Heart tripling in size from aas and cardio?


----------



## Natalie (Jul 22, 2014)

I do 45 minutes twice a week. Plus physical work and 30 minutes walking/ bike riding a day. But im natural so dont have that worry. I love feeling my lungs open up, I think its important


----------



## BettySwallocks (Aug 1, 2012)

RugbyLad said:


> Heart tripling in size from aas and cardio?


Lol don't ever take anything I say too seriously.


----------



## EpicSquats (Mar 29, 2014)

10 minutes on the step machine twice a week, I fvcking hate cardio.


----------



## Bensif (Aug 28, 2011)

30 mins LISS on treadmill at home 5 times per week in off season. Less if not gaining.


----------



## UkWardy (Mar 30, 2014)

Non at all, the walk from the car to the dumbbells is my cardio, should do something though I feel


----------



## Jamestuala (Apr 16, 2014)

I don't know how you can not do cardio and still remain slim


----------



## nWo (Mar 25, 2014)

Squatting 15-20 reps to failure, followed by two dropsets. Repeat twice weekly. That's my cardio, fúck me it gets the heart going and lungs expanded.


----------



## Natalie (Jul 22, 2014)

sined said:


> Only this kind!


Hes not getting much with those knickers on


----------



## LeviathanBodyBuilding (Jan 9, 2012)

Walking around the warehouse at work for 10 hours Tuesday to saturday is enough cardio for me lol


----------



## Pictor (Jan 10, 2011)

I've just done a successful reverse diet to the point where I'm now lean gaining with zero cardio!

I'm still on cycle with high doses though and I'm still running T3 50mcg/day

Edit: I work mostly 12 hours shifts on my feet, so I cover some miles over the course of the day if that counts!


----------



## sined (May 21, 2011)

Natalie said:


> Hes not getting much with those knickers on


He's just gonna pull um to the side.


----------



## Stephen9069 (Dec 11, 2013)

If i have a comp lined up which involves more moving or repping events then ill start doing barbell complexes and training those specific events otherwise its no cardio


----------



## Dazza (Aug 7, 2010)

Cardio, sadly yes usually lots of.

▶ _Provided records_:
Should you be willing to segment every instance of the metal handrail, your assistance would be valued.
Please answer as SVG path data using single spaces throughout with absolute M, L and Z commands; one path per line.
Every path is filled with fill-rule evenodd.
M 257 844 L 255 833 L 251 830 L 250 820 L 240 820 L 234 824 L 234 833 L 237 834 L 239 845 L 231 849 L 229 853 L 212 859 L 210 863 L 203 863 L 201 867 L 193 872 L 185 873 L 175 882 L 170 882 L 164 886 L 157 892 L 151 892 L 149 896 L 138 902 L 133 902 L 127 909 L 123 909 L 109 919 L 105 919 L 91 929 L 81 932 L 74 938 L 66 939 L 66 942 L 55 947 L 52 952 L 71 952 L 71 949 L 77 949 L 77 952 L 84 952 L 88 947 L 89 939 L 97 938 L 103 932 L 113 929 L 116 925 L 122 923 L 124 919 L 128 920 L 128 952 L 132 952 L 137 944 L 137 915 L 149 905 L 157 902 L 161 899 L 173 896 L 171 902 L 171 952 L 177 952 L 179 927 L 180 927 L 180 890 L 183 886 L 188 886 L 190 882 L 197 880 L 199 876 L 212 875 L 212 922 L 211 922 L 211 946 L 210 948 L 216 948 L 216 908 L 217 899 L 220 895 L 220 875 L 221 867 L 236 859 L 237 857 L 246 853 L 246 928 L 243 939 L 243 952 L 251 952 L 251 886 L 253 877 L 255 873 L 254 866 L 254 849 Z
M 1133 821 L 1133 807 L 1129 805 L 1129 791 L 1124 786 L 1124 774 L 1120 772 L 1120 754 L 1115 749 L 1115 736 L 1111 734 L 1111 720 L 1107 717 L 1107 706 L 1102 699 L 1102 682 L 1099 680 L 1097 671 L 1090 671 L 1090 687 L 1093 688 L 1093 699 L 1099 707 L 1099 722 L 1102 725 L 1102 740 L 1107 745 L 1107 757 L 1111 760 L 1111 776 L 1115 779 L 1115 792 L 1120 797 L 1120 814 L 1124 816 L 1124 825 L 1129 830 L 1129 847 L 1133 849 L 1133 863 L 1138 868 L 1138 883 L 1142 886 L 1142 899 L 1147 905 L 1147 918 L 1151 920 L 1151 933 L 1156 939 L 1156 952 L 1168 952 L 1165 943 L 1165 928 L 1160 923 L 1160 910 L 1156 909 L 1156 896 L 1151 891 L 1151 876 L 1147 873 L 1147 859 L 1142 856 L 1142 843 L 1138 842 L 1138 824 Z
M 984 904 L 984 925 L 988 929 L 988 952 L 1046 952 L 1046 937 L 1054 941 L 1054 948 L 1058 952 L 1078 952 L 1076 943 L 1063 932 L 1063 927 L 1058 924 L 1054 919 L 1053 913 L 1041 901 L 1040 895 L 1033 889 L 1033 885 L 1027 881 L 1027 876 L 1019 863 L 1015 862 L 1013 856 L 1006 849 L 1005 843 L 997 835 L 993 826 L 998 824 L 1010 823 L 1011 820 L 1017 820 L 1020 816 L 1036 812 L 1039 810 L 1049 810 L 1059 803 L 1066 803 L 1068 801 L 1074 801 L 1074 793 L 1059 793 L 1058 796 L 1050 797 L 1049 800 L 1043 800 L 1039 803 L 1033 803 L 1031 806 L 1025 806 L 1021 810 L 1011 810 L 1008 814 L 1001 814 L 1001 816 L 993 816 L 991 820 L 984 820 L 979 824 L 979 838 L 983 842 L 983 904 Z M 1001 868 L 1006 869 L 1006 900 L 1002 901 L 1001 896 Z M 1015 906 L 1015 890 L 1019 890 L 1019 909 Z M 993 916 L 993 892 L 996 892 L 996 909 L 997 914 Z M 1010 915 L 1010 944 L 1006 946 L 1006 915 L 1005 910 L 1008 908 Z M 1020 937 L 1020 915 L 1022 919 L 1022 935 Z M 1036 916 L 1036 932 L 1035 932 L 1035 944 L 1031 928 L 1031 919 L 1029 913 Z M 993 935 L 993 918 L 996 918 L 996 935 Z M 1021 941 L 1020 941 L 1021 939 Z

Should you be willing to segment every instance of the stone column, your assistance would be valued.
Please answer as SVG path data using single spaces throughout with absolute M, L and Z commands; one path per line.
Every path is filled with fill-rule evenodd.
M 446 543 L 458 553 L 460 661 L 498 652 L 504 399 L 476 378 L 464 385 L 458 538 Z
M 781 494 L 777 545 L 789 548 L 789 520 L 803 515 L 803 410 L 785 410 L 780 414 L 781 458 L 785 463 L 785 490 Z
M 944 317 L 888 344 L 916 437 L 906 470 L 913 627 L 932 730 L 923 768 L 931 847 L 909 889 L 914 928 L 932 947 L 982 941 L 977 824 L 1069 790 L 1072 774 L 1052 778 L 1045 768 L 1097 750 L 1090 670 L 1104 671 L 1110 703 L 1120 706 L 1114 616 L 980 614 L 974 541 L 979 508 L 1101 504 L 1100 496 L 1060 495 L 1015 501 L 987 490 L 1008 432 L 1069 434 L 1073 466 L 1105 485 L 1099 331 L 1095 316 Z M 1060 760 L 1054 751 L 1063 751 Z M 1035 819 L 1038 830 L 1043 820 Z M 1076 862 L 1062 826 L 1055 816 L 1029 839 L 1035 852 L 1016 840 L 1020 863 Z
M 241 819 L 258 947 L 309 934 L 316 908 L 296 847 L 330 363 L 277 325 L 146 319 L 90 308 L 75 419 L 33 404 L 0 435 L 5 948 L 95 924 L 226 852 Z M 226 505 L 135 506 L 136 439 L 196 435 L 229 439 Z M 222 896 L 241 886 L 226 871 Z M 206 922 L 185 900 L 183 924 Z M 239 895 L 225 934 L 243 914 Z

▶ _Task requirements_:
Please print the forum thread on cardio from "## Jamestuala (Apr" to "and lungs expanded.", word for word.

▶ _Full solution_:
## Jamestuala (Apr 16, 2014)

I don't know how you can not do cardio and still remain slim


----------



## nWo (Mar 25, 2014)

Squatting 15-20 reps to failure, followed by two dropsets. Repeat twice weekly. That's my cardio, fúck me it gets the heart going and lungs expanded.